Exact reproduction of all the entries is required, without any of their pictures.

((

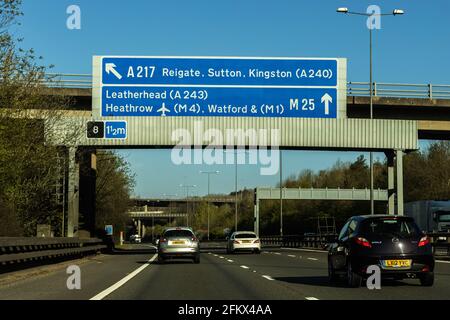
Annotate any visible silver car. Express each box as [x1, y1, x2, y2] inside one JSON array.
[[226, 231, 261, 254], [157, 227, 200, 264]]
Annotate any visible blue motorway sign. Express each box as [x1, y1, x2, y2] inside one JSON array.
[[95, 56, 342, 118]]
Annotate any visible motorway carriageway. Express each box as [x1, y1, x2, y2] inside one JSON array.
[[0, 246, 449, 300]]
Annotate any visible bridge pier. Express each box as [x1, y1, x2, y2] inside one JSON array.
[[387, 151, 396, 215], [67, 147, 80, 237]]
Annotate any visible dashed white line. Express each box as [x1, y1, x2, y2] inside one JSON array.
[[306, 297, 319, 300], [240, 265, 249, 269], [262, 275, 275, 281], [90, 254, 157, 300], [437, 260, 450, 264], [307, 257, 319, 261], [274, 252, 281, 255], [227, 259, 234, 262], [219, 256, 224, 259], [287, 254, 296, 258], [280, 247, 327, 253]]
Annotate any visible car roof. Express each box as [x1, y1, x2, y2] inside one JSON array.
[[232, 231, 256, 234], [164, 227, 193, 232], [351, 215, 413, 221]]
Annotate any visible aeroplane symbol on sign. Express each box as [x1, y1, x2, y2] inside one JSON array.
[[157, 102, 171, 116]]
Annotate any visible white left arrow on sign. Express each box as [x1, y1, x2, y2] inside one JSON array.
[[105, 63, 122, 80], [321, 93, 332, 115]]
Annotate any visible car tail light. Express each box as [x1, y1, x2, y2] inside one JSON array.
[[418, 236, 430, 247], [253, 239, 260, 243], [234, 240, 240, 244], [191, 237, 198, 242], [422, 266, 430, 272], [354, 237, 372, 248]]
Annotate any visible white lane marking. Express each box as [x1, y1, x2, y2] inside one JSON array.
[[219, 256, 224, 259], [208, 252, 212, 255], [227, 259, 234, 262], [90, 254, 157, 300], [240, 265, 249, 269], [307, 257, 319, 261], [213, 254, 218, 257], [262, 275, 275, 281], [280, 247, 327, 253], [253, 270, 257, 273], [287, 254, 296, 258], [274, 252, 281, 255], [306, 297, 319, 300], [436, 260, 450, 264]]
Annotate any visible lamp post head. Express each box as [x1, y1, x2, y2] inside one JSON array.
[[393, 9, 405, 15], [336, 7, 349, 13]]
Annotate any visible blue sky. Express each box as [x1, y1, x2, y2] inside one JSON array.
[[16, 1, 447, 197]]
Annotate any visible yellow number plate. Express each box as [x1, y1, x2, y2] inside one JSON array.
[[383, 260, 412, 268], [172, 241, 185, 245], [242, 240, 251, 243]]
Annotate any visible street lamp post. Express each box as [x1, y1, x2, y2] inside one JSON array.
[[200, 170, 220, 240], [179, 185, 196, 227], [337, 7, 404, 215]]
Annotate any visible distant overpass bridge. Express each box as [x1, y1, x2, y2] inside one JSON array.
[[43, 74, 450, 139]]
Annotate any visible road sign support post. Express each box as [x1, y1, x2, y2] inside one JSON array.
[[67, 147, 80, 237]]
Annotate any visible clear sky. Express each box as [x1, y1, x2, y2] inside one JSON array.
[[15, 1, 447, 197]]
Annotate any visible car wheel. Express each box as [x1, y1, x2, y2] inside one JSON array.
[[158, 255, 165, 264], [346, 261, 362, 288], [419, 272, 434, 287], [254, 249, 261, 254], [328, 259, 338, 282], [194, 255, 200, 264]]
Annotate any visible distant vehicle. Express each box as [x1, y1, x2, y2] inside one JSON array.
[[226, 231, 261, 254], [157, 227, 200, 264], [328, 215, 435, 287], [129, 234, 141, 243], [405, 200, 450, 235]]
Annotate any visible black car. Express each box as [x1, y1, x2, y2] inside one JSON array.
[[328, 215, 435, 287]]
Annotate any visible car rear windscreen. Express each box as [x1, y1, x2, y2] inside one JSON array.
[[360, 218, 421, 237], [164, 230, 194, 238], [235, 233, 257, 239]]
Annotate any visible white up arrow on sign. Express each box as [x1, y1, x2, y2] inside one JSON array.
[[321, 93, 332, 115], [105, 63, 122, 80]]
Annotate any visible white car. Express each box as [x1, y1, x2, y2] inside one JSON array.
[[226, 231, 261, 254], [130, 234, 142, 243]]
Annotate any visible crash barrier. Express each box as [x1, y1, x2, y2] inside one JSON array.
[[261, 233, 450, 257], [0, 237, 106, 266]]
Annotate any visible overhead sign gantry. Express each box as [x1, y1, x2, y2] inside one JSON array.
[[92, 56, 347, 119]]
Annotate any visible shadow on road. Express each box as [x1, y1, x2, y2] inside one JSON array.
[[274, 276, 422, 288]]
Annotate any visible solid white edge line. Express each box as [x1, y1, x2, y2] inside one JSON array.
[[306, 297, 319, 300], [436, 260, 450, 264], [90, 254, 157, 300], [262, 275, 275, 281]]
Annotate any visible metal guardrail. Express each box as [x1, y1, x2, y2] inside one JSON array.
[[261, 233, 450, 257], [0, 237, 106, 265], [40, 74, 450, 100]]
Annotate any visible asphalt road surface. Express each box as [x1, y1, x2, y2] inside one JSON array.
[[1, 247, 450, 300]]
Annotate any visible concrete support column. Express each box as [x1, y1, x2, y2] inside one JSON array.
[[386, 151, 395, 215], [67, 147, 80, 237], [396, 150, 404, 216], [141, 222, 146, 238], [254, 198, 260, 236]]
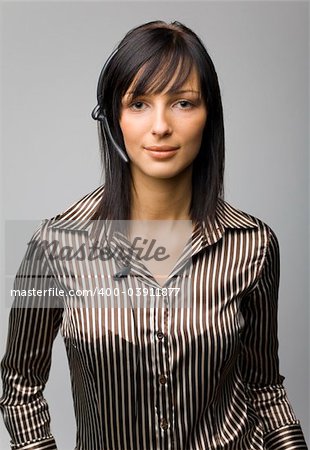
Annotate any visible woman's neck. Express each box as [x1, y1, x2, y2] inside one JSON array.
[[130, 170, 192, 221]]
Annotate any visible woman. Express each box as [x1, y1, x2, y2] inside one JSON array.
[[0, 20, 307, 450]]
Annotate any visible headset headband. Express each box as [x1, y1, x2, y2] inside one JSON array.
[[91, 45, 129, 163]]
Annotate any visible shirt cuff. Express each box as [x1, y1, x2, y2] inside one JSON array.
[[11, 436, 57, 450], [265, 423, 308, 450]]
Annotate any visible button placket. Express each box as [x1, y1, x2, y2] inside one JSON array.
[[160, 417, 169, 430], [156, 330, 165, 340], [153, 287, 175, 449], [158, 374, 167, 385], [163, 295, 169, 307]]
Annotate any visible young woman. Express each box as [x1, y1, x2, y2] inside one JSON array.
[[0, 20, 307, 450]]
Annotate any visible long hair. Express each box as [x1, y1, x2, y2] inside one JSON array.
[[91, 20, 225, 223]]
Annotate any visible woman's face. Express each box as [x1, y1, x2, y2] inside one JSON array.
[[119, 67, 207, 181]]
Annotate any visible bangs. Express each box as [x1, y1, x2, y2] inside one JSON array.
[[123, 48, 196, 100]]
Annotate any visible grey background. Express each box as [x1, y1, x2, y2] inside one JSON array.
[[0, 1, 309, 449]]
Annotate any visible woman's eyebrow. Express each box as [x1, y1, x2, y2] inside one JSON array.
[[169, 89, 200, 94], [124, 89, 200, 97]]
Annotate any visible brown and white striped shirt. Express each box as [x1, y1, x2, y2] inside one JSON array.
[[0, 185, 307, 450]]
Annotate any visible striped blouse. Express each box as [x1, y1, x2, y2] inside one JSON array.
[[0, 184, 307, 450]]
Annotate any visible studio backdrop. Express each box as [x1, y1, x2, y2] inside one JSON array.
[[1, 2, 309, 449]]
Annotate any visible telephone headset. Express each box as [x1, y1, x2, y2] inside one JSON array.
[[91, 45, 129, 163]]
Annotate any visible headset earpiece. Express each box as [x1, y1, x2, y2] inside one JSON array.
[[91, 104, 106, 122]]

))

§ **Answer box**:
Annotate any visible silver car. Express each box as [x1, y1, x2, y2] inside one JSON array.
[[226, 231, 261, 254], [157, 227, 200, 264]]
Annotate any visible blue motorway sign. Express each box as [x1, y1, x2, y2] inside one JSON array.
[[95, 56, 342, 118]]
Annotate any visible motorway carriageway. Express each box as [x1, y1, x2, y2] inside one JSON array.
[[0, 246, 449, 300]]
Annotate any visible bridge pier. Express each box as [x1, y1, x2, y2] inside one JSON array.
[[387, 151, 396, 215], [67, 147, 80, 237]]
Annotate any visible dashed white line. Express each box as [x1, y1, x2, y2] inside one JSON array.
[[306, 297, 319, 300], [240, 265, 249, 269], [262, 275, 275, 281], [90, 254, 157, 300], [437, 260, 450, 264], [307, 257, 319, 261], [274, 252, 281, 255], [227, 259, 234, 262], [219, 256, 224, 259], [287, 254, 296, 258], [280, 247, 327, 253]]
Annotate any visible car roof. Express each box as [x1, y1, x2, y2] inside one JSON array.
[[232, 231, 256, 234], [164, 227, 193, 232], [351, 215, 413, 221]]
Annotate any visible aeroplane symbol on sign. Express each box as [x1, y1, x2, y2] inside one JSON array.
[[157, 102, 171, 116]]
Annotate any visible white left arrow on sign. Express each box as [x1, y1, x2, y2] inside one JSON array.
[[105, 63, 122, 80], [321, 93, 332, 115]]
Annotate any visible car tail light. Express each box as [x1, y1, x2, y2] inside one JSON array.
[[418, 236, 430, 247], [253, 239, 260, 243], [234, 240, 240, 244], [191, 237, 198, 242], [422, 266, 430, 272], [354, 237, 372, 248]]
Annotate any visible white lane marking. Express each box as [x1, y1, x2, y2] inside one JSON array.
[[219, 256, 224, 259], [208, 252, 212, 255], [227, 259, 234, 262], [90, 254, 157, 300], [240, 265, 249, 269], [307, 257, 319, 261], [213, 254, 218, 257], [262, 275, 275, 281], [280, 247, 327, 253], [253, 270, 257, 273], [287, 254, 296, 258], [274, 252, 281, 255], [306, 297, 319, 300], [436, 260, 450, 264]]
Annotate any visible lamp post head. Express each box as [x1, y1, x2, y2] inside one JSON array.
[[393, 9, 405, 15], [336, 7, 349, 13]]
Annotate any visible blue sky. Express each box as [x1, y1, x2, y2] inside one JSON array.
[[16, 1, 447, 197]]
Annotate any visible yellow number plate. Express each box as [x1, y1, x2, y2] inside one JSON array.
[[383, 260, 412, 268], [172, 241, 185, 245], [242, 240, 251, 243]]
Annotate any visible street lamp post. Express each box as [x1, y1, x2, y2] inside one JSON array.
[[200, 170, 220, 240], [179, 185, 196, 227], [337, 7, 404, 215]]
Annotate any visible distant overpass bridge. Express each box as [x1, y1, x2, y2] inside one JSON array.
[[43, 74, 450, 139]]
Annotate any visible road sign support post. Express each box as [x1, y1, x2, y2] inside one JSON array.
[[67, 147, 80, 237]]
Annotate any visible clear sky. Express each box as [x1, y1, x2, y2] inside one JSON array.
[[15, 1, 447, 197]]
Annotate any visible car wheel. Express each box as [x1, y1, x2, y2] inside one JSON array.
[[158, 255, 165, 264], [346, 261, 362, 288], [419, 272, 434, 287], [254, 249, 261, 254], [328, 259, 338, 282], [194, 255, 200, 264]]
Annotate any visible distant vehicle. Express each box as [x1, y1, x2, y2] inside one JSON array.
[[226, 231, 261, 254], [157, 227, 200, 264], [328, 215, 435, 287], [129, 234, 141, 243], [405, 200, 450, 235]]
Annotate any visible black car. Express each box as [x1, y1, x2, y2] inside one JSON array.
[[328, 215, 435, 287]]
Annotate any visible car rear windscreen. Express each box as [x1, y1, x2, y2] inside one JSON array.
[[360, 218, 421, 237], [164, 230, 194, 238], [235, 233, 257, 239]]
Annotate any visible white up arrow on sign. Express each box as [x1, y1, x2, y2] inside one JSON array.
[[321, 93, 332, 115], [105, 63, 122, 80]]
Annotate any visible white car. Express each box as [x1, y1, x2, y2] inside one JSON array.
[[226, 231, 261, 254], [130, 234, 142, 243]]
Annotate any visible crash barrier. Express each box as [x1, y1, x2, y2] inside one JSON array.
[[261, 233, 450, 257], [0, 237, 106, 266]]
Annotate any visible overhead sign gantry. Express each box as [x1, y1, x2, y2] inside one JSON array.
[[92, 56, 347, 119]]
Annotate any visible shadow on road. Express each box as [x1, y1, x2, y2] inside one JSON array.
[[274, 276, 422, 288]]
Annotate any visible solid white edge line. Express each box as [x1, y1, x2, y2] inside one JSON array.
[[306, 297, 319, 300], [436, 260, 450, 264], [90, 254, 157, 300], [262, 275, 275, 281]]
Annotate any visible metal guardrail. Express each box as [x1, y1, x2, y2] inside one JSON array.
[[261, 233, 450, 257], [0, 237, 106, 265], [40, 74, 450, 100]]
Annotate any visible asphalt road surface. Express each box as [x1, y1, x2, y2] inside one JSON array.
[[1, 247, 450, 300]]
Annotate any visible concrete support column. Express each box as [x1, y1, x2, y2] inside one JSON array.
[[386, 151, 395, 215], [67, 147, 80, 237], [396, 150, 404, 216], [141, 222, 146, 238], [254, 198, 260, 236]]
Annotate any visible woman's neck. Express each box as [x1, y1, x2, y2] inside one JSON array.
[[130, 170, 192, 221]]
Annotate any visible woman. Express each box as [x1, y1, x2, y2] inside one JSON array.
[[0, 20, 307, 450]]
Annotate any visible headset headband. Express each box as [x1, y1, x2, y2] inside one JSON array.
[[91, 45, 129, 163]]
Annotate any visible shirt cuff. Express each box as [x1, y1, x2, y2] inside one JSON array.
[[11, 436, 57, 450], [265, 423, 308, 450]]
Annotate any visible button placket. Express each box as [x1, y1, x2, y2] inside one JSON array.
[[160, 417, 169, 430], [156, 330, 165, 340], [153, 287, 175, 449], [158, 374, 167, 385], [163, 295, 169, 307]]
Annotate any visible young woman. Express each box as [x1, y1, x2, y2] inside one JSON array.
[[0, 20, 307, 450]]
Annotate any visible long hair. Express each box as [x1, y1, x2, y2] inside one JSON array.
[[91, 20, 225, 223]]
Annotate any visible woman's face. Express each box as [x1, y1, x2, y2] inside one JSON array.
[[119, 67, 207, 181]]
Annotate any visible bangs. Express each box as [x1, y1, x2, y2] inside one JSON array.
[[123, 48, 196, 100]]
Annotate any visible grey background. Express each box as [x1, y1, x2, y2] inside one JSON array.
[[0, 1, 309, 449]]
Annotate any visible woman's eyebrow. Express each box as [x1, y1, x2, y2] inside one JSON array.
[[169, 89, 200, 94], [124, 89, 200, 97]]
Annotate any visible brown and white striped shirt. Express each box as [x1, y1, x2, y2] inside one JSON array.
[[0, 185, 307, 450]]
Annotate any visible striped blouse. Express each box as [x1, y1, x2, y2] inside one JSON array.
[[0, 184, 307, 450]]
Annotate any visible studio backdrop. Express each box as [x1, y1, x2, y2] inside one JSON array.
[[1, 2, 309, 449]]
Annotate any visible telephone headset. Express each box as [x1, y1, x2, y2] inside one JSON array.
[[91, 45, 129, 163]]
Annotate any visible headset earpiece. Express each box as [x1, y1, x2, y2] inside one JSON array.
[[91, 104, 106, 122]]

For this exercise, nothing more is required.